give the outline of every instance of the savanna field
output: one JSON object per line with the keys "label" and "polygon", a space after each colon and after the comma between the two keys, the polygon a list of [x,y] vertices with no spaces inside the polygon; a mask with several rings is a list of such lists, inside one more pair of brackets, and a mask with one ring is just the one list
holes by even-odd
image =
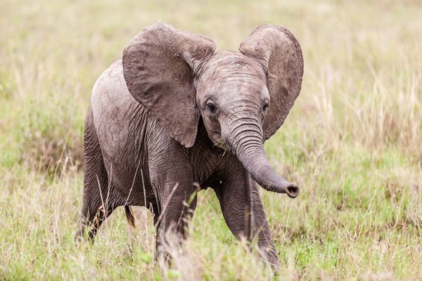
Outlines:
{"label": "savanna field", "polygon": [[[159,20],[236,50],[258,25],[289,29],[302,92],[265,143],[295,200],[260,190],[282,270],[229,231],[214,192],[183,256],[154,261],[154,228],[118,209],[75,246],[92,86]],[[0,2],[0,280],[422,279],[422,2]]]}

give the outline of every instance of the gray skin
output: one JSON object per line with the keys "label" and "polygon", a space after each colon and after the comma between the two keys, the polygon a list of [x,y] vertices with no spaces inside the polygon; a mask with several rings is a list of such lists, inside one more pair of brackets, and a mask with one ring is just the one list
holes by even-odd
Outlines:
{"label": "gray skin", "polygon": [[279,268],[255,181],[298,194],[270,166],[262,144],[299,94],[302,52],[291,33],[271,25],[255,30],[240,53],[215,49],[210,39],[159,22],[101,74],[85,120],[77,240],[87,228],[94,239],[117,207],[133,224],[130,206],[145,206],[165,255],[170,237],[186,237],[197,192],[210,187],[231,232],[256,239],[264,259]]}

--

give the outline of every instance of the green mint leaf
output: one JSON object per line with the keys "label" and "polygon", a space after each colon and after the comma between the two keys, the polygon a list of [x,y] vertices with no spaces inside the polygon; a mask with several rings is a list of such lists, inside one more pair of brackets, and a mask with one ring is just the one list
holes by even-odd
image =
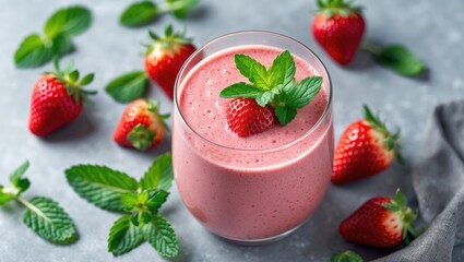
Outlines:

→ GOAL
How many lines in the rows above contain the word "every", counting only matches in the same case? Reply with the number alone.

→ RESULT OF THIS TASK
3